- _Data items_
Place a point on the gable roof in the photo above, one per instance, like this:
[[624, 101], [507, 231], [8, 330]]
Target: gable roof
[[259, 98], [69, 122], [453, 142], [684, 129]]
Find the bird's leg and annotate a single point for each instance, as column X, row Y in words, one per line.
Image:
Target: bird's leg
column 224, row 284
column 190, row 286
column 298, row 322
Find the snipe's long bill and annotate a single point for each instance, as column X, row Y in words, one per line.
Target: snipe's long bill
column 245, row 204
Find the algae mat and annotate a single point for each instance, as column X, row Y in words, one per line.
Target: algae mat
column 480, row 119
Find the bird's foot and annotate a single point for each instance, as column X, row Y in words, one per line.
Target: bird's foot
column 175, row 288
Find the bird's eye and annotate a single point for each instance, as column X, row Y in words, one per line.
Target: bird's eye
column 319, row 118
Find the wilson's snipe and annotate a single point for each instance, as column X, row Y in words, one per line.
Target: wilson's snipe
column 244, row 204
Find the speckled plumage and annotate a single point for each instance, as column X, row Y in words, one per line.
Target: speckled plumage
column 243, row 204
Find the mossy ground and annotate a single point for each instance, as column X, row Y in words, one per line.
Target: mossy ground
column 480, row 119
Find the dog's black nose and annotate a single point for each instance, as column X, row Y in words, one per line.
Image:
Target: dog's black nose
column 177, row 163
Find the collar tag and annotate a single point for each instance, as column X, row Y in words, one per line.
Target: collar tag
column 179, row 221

- _Problem description_
Write out only the lines that run from the line containing "Find the bird's foot" through the line containing "Find the wilson's", both included, exactly as they appear above.

- _Solution to the problem_
Find the bird's foot and annotate a single point for each instance, as column X, row Y in words, one per line.
Target: bird's foot
column 175, row 288
Find the bird's eye and annotate a single point for each instance, as column X, row Y in words, one per line.
Target: bird's eye
column 319, row 118
Find the wilson's snipe and annotate a single point for each instance, as column X, row Y in words, one per line.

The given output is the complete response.